(Region annotation entries)
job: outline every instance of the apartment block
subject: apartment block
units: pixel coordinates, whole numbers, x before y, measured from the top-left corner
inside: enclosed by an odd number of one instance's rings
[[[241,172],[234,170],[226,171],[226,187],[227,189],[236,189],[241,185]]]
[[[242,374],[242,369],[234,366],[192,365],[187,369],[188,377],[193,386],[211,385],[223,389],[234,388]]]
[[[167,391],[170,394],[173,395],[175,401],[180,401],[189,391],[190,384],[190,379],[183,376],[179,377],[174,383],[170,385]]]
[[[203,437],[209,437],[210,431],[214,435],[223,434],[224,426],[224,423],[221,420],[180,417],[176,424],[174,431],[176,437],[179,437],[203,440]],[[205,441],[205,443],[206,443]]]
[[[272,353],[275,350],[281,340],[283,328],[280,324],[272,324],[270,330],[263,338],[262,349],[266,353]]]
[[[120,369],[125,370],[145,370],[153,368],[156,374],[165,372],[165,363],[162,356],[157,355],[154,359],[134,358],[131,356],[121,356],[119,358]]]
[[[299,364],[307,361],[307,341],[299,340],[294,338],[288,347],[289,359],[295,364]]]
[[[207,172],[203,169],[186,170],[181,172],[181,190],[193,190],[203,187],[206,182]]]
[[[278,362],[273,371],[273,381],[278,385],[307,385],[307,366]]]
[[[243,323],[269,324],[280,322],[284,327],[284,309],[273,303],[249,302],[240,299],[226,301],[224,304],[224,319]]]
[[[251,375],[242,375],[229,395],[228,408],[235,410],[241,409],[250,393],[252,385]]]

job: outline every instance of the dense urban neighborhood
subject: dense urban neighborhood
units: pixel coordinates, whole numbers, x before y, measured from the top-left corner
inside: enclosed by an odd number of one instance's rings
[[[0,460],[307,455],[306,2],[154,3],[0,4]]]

* [Task goal]: Which lines in the records above contain the string "apartment"? Report each of those lines in full.

* [Output of the exercise]:
job: outline every instance of the apartment block
subject: apartment block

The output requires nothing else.